Work to do:
Pull out every line in the items below that contains the word "tree".

Materials provided:
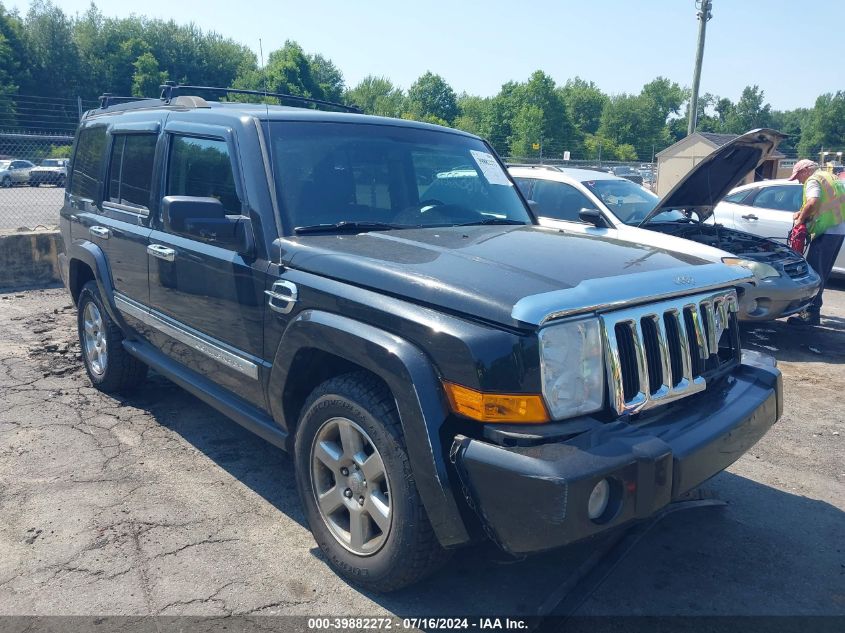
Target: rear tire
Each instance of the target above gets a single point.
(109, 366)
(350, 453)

--

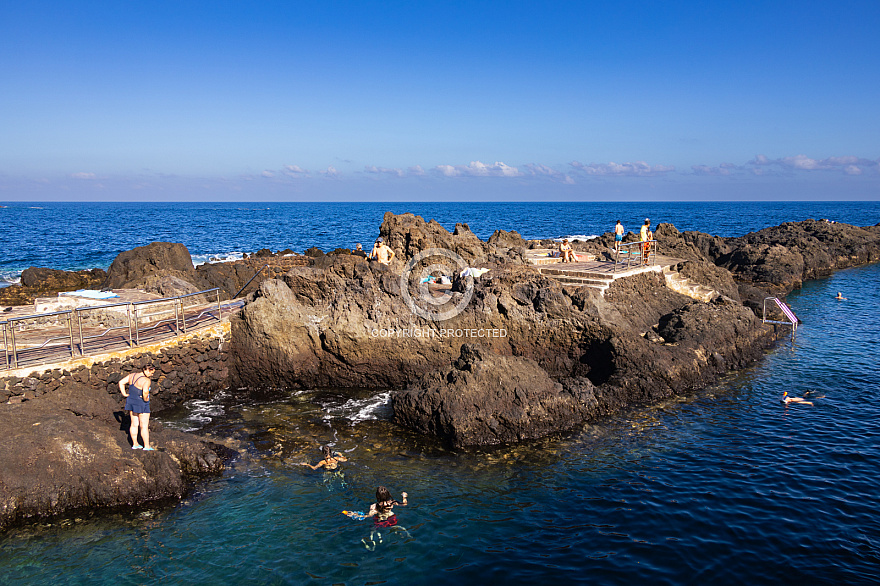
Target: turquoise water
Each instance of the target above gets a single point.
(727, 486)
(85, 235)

...

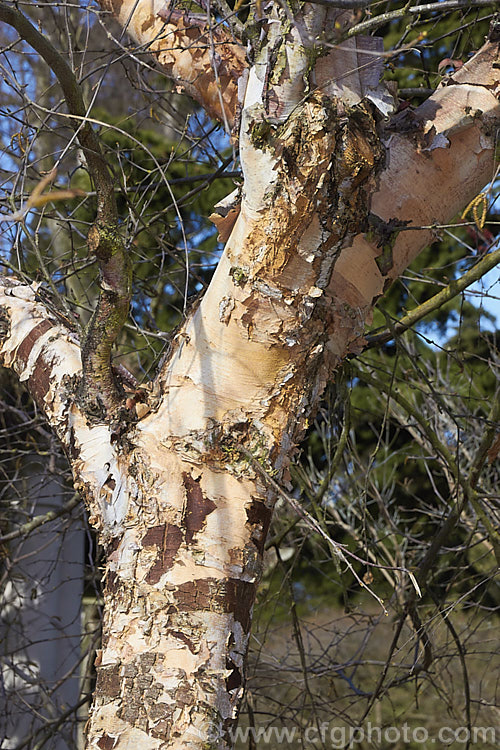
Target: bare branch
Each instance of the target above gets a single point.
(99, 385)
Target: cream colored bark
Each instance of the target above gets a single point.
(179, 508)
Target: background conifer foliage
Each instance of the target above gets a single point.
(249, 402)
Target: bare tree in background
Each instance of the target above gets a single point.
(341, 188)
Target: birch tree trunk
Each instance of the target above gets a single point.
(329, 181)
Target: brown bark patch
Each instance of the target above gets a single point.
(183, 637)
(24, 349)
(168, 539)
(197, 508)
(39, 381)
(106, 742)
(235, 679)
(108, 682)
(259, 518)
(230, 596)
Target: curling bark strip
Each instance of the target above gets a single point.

Completed task:
Target: bare tree in background
Target: birch tree trunk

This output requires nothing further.